> Lesetext
>>>
1. Im Verhältnis zum Leasinggeber ist die Kraftfahrzeughaftpflichtversicherung des Unfallgegners bei einem unaufklärbaren Unfallgeschehen verpflichtet, bezüglich des Sachschadens im Außenverhältnis einen vollen Schadensersatz unter Beachtung des Sicherungseigentums zu leisten.

2. Es besteht jedoch kein Regressanspruch unter Gesamtschuldnern gegen den Fahrer und den Leasingnehmer als Halter des Leasingfahrzeuges.

BGH, Urt. v. 18.4.2023VI ZR 345/21

I. Sachverhalt

Die Klägerin hatte als Kraftfahrzeughaftpflichtversicherer des Unfallgegners bei einem unaufklärbaren Unfallgeschehen an die Leasinggeberin im Außenverhältnis einen vollständigen Schadensersatz geleistet. Sie nahm nun jeweils den Leasingnehmer als Halter und den Fahrer als weiteren Beklagten unter Gesamtschuldner in einem sogenannten Innenausgleich in Anspruch, die aber eine Verantwortlichkeit als Gesamtschuldner abgelehnt hatten.

II. Entscheidung

Leasinggeberin muss sich Betriebsgefahr nicht zurechnen lassen

Der BGH hat seine Rechtsprechung konsequent fortgesetzt und unter Zugrundelegung eines unaufklärbaren Unfallgeschehens einen entsprechenden Regressanspruch unter Gesamtschuldnern abgelehnt. Zwar wäre die Klägerin im Außenverhältnis gegenüber der Leasinggeberin verpflichtet gewesen, einen Ausgleich vorzunehmen, da diese sich die Betriebsgefahr des Fahrzeuges als Sicherungseigentümer, ohne Halterin zu sein, nicht entgegenhalten lassen müsse.

Keine Gesamtschuldnerschaft aus Verschulden für einen Regress

Bei einem unaufklärbaren Unfallgeschehen stünde aber unter Gesamtschuldnern der Klägerin kein Regress gegen den Fahrer bzw. Halter des anderen unfallbeteiligten Fahrzeuges zu.
<<<
> Bereitgestellte Angaben
>>>
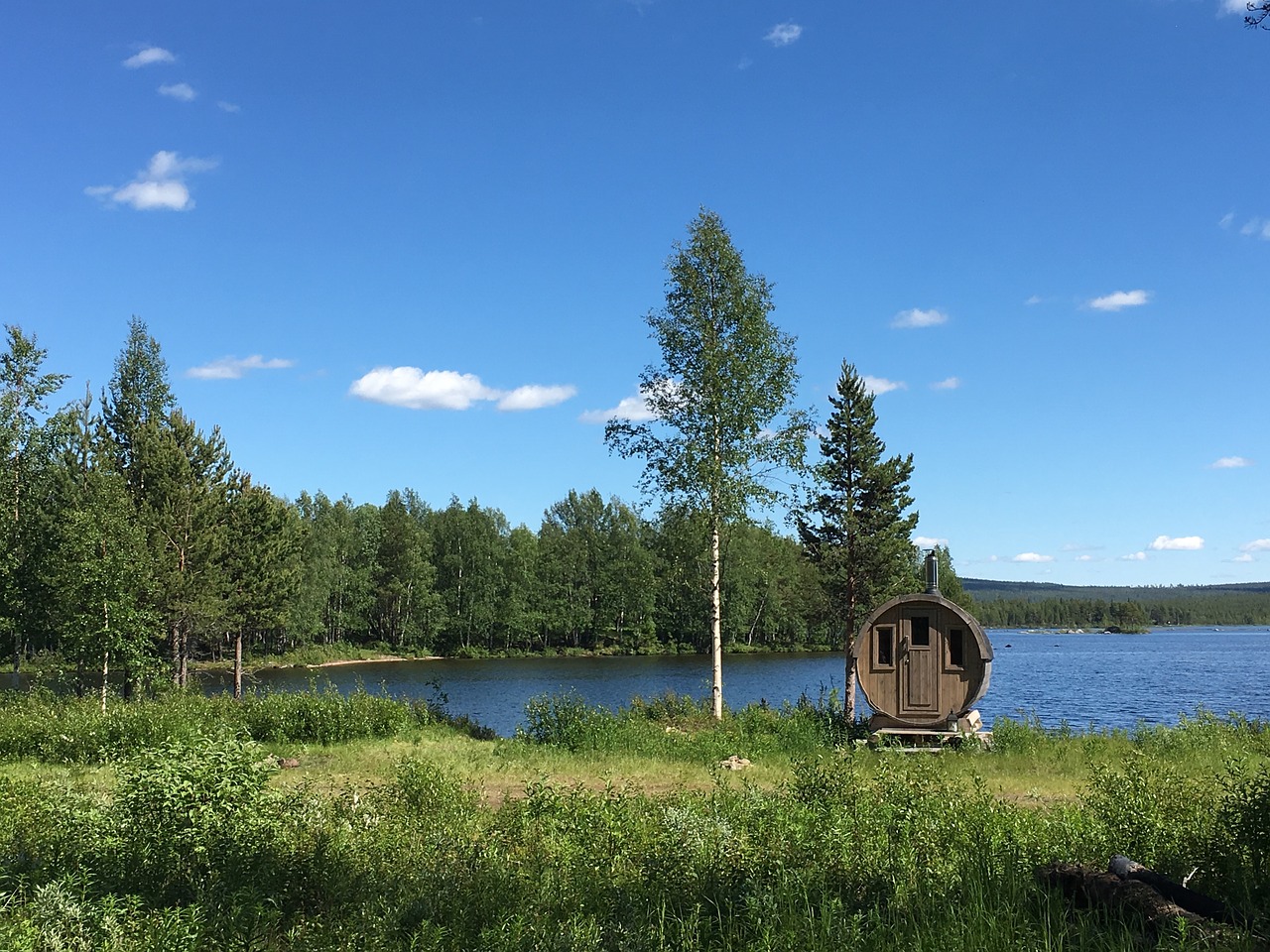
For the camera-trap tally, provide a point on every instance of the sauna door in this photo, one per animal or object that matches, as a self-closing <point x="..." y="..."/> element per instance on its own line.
<point x="920" y="664"/>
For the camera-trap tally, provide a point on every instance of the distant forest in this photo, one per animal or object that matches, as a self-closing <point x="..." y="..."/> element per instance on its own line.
<point x="1023" y="604"/>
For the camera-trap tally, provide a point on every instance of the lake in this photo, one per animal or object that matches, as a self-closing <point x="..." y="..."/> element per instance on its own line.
<point x="1082" y="679"/>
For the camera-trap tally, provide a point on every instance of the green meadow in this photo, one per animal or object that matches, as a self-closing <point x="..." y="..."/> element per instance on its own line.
<point x="171" y="824"/>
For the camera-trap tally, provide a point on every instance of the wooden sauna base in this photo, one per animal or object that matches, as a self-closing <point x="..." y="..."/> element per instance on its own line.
<point x="926" y="740"/>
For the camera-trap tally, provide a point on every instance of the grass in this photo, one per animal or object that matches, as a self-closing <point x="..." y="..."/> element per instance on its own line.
<point x="169" y="828"/>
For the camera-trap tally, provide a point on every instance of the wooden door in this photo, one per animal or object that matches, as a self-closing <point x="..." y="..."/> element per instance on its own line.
<point x="920" y="664"/>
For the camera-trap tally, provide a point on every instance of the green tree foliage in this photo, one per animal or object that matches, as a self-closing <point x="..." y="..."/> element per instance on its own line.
<point x="471" y="547"/>
<point x="186" y="479"/>
<point x="103" y="569"/>
<point x="26" y="453"/>
<point x="595" y="575"/>
<point x="139" y="397"/>
<point x="259" y="565"/>
<point x="721" y="399"/>
<point x="405" y="598"/>
<point x="853" y="525"/>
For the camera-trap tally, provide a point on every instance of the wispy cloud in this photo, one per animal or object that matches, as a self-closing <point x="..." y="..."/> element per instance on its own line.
<point x="162" y="185"/>
<point x="448" y="390"/>
<point x="1256" y="227"/>
<point x="235" y="367"/>
<point x="880" y="385"/>
<point x="916" y="317"/>
<point x="784" y="35"/>
<point x="149" y="56"/>
<point x="535" y="398"/>
<point x="1120" y="299"/>
<point x="638" y="409"/>
<point x="1230" y="462"/>
<point x="634" y="409"/>
<point x="178" y="90"/>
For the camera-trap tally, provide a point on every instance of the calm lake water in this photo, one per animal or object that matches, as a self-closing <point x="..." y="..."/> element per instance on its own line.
<point x="1087" y="680"/>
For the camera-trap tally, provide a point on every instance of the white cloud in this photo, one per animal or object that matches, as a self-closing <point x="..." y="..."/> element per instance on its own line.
<point x="535" y="398"/>
<point x="148" y="56"/>
<point x="234" y="367"/>
<point x="916" y="317"/>
<point x="634" y="409"/>
<point x="160" y="185"/>
<point x="178" y="90"/>
<point x="1230" y="462"/>
<point x="448" y="390"/>
<point x="413" y="389"/>
<point x="1183" y="543"/>
<point x="1120" y="299"/>
<point x="880" y="385"/>
<point x="784" y="33"/>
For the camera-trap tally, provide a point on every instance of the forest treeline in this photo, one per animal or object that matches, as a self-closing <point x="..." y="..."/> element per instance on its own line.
<point x="134" y="540"/>
<point x="1076" y="607"/>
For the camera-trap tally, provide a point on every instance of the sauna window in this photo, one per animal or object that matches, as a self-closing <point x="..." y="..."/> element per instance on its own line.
<point x="884" y="638"/>
<point x="920" y="633"/>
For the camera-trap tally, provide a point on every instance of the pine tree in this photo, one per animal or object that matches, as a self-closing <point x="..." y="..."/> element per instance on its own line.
<point x="853" y="526"/>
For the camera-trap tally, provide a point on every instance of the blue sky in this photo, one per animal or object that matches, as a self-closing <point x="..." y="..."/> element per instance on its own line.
<point x="405" y="244"/>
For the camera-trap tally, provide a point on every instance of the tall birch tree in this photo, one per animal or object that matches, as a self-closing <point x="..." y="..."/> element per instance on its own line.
<point x="722" y="428"/>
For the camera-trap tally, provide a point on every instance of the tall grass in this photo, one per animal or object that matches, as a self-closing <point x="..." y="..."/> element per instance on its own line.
<point x="855" y="849"/>
<point x="59" y="729"/>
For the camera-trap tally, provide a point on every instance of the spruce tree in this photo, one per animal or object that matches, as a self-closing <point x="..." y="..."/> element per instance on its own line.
<point x="853" y="525"/>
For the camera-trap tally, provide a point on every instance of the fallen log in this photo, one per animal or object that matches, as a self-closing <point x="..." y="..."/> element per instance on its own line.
<point x="1160" y="902"/>
<point x="1175" y="892"/>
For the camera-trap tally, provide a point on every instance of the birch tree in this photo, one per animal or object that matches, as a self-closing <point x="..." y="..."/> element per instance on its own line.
<point x="722" y="429"/>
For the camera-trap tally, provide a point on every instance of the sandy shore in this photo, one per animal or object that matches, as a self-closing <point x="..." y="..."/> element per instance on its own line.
<point x="373" y="660"/>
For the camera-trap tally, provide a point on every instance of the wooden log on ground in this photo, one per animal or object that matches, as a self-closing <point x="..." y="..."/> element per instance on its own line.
<point x="1133" y="895"/>
<point x="1176" y="892"/>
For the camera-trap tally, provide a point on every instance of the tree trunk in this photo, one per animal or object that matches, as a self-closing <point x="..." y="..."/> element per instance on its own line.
<point x="238" y="665"/>
<point x="715" y="622"/>
<point x="105" y="652"/>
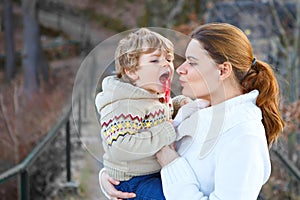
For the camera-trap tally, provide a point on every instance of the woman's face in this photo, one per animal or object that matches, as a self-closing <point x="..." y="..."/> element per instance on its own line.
<point x="199" y="75"/>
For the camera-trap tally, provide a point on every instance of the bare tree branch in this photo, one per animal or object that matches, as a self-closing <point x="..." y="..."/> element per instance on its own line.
<point x="10" y="130"/>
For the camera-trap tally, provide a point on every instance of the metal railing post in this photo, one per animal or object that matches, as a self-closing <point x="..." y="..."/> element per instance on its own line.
<point x="68" y="151"/>
<point x="24" y="185"/>
<point x="79" y="114"/>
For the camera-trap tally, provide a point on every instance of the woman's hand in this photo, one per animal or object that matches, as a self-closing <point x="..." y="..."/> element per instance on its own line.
<point x="166" y="155"/>
<point x="108" y="183"/>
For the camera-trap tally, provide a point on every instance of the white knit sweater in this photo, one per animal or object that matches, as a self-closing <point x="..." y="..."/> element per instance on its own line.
<point x="224" y="153"/>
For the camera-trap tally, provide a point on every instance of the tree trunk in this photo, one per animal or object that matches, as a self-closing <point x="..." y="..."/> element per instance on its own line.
<point x="42" y="62"/>
<point x="31" y="46"/>
<point x="10" y="60"/>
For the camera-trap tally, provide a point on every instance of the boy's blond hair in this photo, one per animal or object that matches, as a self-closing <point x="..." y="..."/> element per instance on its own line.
<point x="139" y="42"/>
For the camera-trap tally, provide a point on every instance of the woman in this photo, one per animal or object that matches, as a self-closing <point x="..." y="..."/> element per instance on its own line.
<point x="222" y="152"/>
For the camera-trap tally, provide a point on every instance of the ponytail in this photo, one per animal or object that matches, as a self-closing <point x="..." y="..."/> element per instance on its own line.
<point x="261" y="77"/>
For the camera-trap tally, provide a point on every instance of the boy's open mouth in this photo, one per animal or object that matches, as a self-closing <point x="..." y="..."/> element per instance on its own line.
<point x="164" y="77"/>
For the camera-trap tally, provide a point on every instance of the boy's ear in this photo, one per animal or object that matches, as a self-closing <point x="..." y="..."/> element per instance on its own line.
<point x="132" y="74"/>
<point x="225" y="70"/>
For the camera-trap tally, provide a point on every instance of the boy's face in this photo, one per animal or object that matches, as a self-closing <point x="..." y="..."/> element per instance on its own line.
<point x="155" y="71"/>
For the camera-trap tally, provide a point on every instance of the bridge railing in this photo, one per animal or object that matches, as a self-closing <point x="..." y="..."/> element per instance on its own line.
<point x="21" y="170"/>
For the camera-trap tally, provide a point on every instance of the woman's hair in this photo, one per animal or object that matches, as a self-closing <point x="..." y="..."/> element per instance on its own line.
<point x="139" y="42"/>
<point x="225" y="42"/>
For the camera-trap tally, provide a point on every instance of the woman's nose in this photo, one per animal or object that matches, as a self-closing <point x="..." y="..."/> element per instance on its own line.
<point x="181" y="69"/>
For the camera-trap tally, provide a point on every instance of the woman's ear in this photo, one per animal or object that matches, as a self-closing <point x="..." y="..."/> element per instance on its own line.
<point x="132" y="74"/>
<point x="225" y="70"/>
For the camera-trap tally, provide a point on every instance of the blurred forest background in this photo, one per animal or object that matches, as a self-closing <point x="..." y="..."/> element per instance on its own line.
<point x="43" y="42"/>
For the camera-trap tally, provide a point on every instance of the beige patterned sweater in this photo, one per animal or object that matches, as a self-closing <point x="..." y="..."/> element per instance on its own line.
<point x="134" y="127"/>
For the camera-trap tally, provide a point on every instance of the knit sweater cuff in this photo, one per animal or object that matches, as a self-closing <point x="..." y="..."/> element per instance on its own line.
<point x="100" y="183"/>
<point x="176" y="172"/>
<point x="171" y="132"/>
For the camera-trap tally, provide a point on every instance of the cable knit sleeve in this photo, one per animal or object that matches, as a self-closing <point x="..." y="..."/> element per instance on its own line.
<point x="134" y="135"/>
<point x="241" y="170"/>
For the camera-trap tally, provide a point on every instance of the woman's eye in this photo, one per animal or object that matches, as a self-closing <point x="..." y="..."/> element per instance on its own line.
<point x="192" y="64"/>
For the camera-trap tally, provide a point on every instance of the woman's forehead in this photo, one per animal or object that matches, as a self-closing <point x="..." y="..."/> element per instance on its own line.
<point x="194" y="49"/>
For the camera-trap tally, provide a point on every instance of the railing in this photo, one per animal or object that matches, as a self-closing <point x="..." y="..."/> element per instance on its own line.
<point x="22" y="168"/>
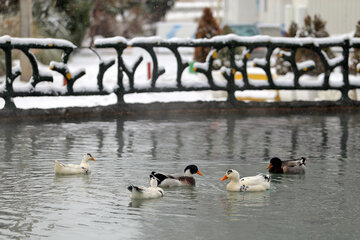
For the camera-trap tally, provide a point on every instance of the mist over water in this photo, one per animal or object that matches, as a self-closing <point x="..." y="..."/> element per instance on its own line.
<point x="322" y="204"/>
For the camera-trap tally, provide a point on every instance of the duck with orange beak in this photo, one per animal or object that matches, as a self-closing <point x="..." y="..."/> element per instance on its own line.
<point x="177" y="180"/>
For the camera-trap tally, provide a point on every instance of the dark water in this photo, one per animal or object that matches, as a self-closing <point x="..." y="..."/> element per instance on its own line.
<point x="322" y="204"/>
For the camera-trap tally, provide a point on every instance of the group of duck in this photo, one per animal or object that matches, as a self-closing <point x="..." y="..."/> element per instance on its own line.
<point x="158" y="181"/>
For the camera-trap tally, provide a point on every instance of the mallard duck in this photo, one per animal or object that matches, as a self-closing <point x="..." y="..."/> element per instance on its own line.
<point x="296" y="166"/>
<point x="256" y="183"/>
<point x="82" y="168"/>
<point x="174" y="180"/>
<point x="146" y="192"/>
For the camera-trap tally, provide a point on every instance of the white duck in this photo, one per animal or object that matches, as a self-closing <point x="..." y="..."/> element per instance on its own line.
<point x="146" y="192"/>
<point x="82" y="168"/>
<point x="175" y="180"/>
<point x="256" y="183"/>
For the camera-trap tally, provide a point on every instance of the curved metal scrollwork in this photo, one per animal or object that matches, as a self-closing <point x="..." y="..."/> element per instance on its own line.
<point x="287" y="47"/>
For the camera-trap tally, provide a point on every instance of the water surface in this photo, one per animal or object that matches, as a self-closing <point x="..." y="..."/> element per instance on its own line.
<point x="322" y="204"/>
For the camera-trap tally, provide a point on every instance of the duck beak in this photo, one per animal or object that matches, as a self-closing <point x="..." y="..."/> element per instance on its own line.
<point x="225" y="177"/>
<point x="269" y="166"/>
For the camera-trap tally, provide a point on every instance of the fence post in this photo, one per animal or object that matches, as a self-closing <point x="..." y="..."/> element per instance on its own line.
<point x="9" y="104"/>
<point x="345" y="71"/>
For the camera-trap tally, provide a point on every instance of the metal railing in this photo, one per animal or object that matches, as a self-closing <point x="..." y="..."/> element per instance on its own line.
<point x="149" y="44"/>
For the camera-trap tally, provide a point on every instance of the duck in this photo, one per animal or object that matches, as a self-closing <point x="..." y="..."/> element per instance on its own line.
<point x="260" y="182"/>
<point x="147" y="192"/>
<point x="176" y="180"/>
<point x="68" y="169"/>
<point x="296" y="166"/>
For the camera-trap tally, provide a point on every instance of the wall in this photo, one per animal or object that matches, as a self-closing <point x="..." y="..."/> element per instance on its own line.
<point x="240" y="12"/>
<point x="341" y="16"/>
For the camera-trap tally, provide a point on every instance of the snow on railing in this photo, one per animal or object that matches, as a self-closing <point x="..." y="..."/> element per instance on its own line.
<point x="286" y="48"/>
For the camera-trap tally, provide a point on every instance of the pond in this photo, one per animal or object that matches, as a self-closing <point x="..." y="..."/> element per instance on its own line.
<point x="321" y="204"/>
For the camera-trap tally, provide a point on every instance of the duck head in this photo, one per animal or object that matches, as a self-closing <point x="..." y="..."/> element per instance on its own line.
<point x="153" y="181"/>
<point x="232" y="175"/>
<point x="192" y="169"/>
<point x="275" y="162"/>
<point x="87" y="157"/>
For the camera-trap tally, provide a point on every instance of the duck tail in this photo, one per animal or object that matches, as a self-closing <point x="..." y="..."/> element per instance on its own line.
<point x="267" y="177"/>
<point x="132" y="187"/>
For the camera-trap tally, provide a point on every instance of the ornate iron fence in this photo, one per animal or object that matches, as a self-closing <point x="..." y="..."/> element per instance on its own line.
<<<
> Arbeitsaufträge
a: Gib den Text zum Leasingunfall zwischen "I. Sachverhalt" und "Gesamtschuldner abgelehnt hatten." einschließlich wieder und tausche dabei "Kraftfahrzeughaftpflichtversicherer" gegen "Kfz-Haftpflichtversicherer" aus.
b: Schreibe den Text zum Leasingunfall nach seinem letzten Satz weiter.

> Lösungen
a:
I. Sachverhalt

Die Klägerin hatte als Kfz-Haftpflichtversicherer des Unfallgegners bei einem unaufklärbaren Unfallgeschehen an die Leasinggeberin im Außenverhältnis einen vollständigen Schadensersatz geleistet. Sie nahm nun jeweils den Leasingnehmer als Halter und den Fahrer als weiteren Beklagten unter Gesamtschuldner in einem sogenannten Innenausgleich in Anspruch, die aber eine Verantwortlichkeit als Gesamtschuldner abgelehnt hatten.

b:
Eine Haftung aus § 823 BGB auf der Beklagtenseite würde mangels eines Nachweises seines Verschuldens entsprechend ausscheiden. Auch wären beide Beklagte gegenüber der Leasinggeberin nicht aus § 280 BGB zu einem Schadensersatz verpflichtet, da eine entsprechende Pflichtverletzung mit einem Verschulden nicht feststehen wird – hier könnte auch nicht von einem vermuteten Verschulden ausgegangen werden, da eine entsprechende Pflichtverletzung als Verstoß gegen die StVO nicht feststehen würde.

Keine Gesamtschuldnerschaft wegen Ersatzpflicht aus dem Leasingvertrag

Es käme also nur eine Gesamtschuldnerschaft aufgrund einer vertraglichen Vereinbarung der Beklagten in Betracht, wonach diese den entstandenen Schaden verschuldensunabhängig gegenüber der Leasinggeberin auszugleichen hätten. Hier wäre die betroffene Klausel im Leasingvertrag allerdings dahingehend auszulegen, dass diese Vereinbarung lediglich die Sachgefahr auf die Leasingnehmerseite abwälzt, nicht aber eine eigene verschuldensunabhängige Schadensersatzpflicht begründen würde. Zudem wäre diese Haftung nach den Leasingbedingungen lediglich subsidiär und unter die Bedingung gestellt, dass kein weitergehender Schadensersatz von einer anderen Versicherung erhalten werden könnte – hier wäre aber die vorrangige Leistungspflicht der Klägerin selbst zu bejahen. Darüber hinaus wäre selbst bei unterstellter Annahme einer verschuldensunabhängigen Haftung eine Gleichstufigkeit nach ständiger Rechtsprechung des BGH zu verneinen, sodass auch insoweit eine Gesamtschuldnerschaft nicht begründet werden könnte.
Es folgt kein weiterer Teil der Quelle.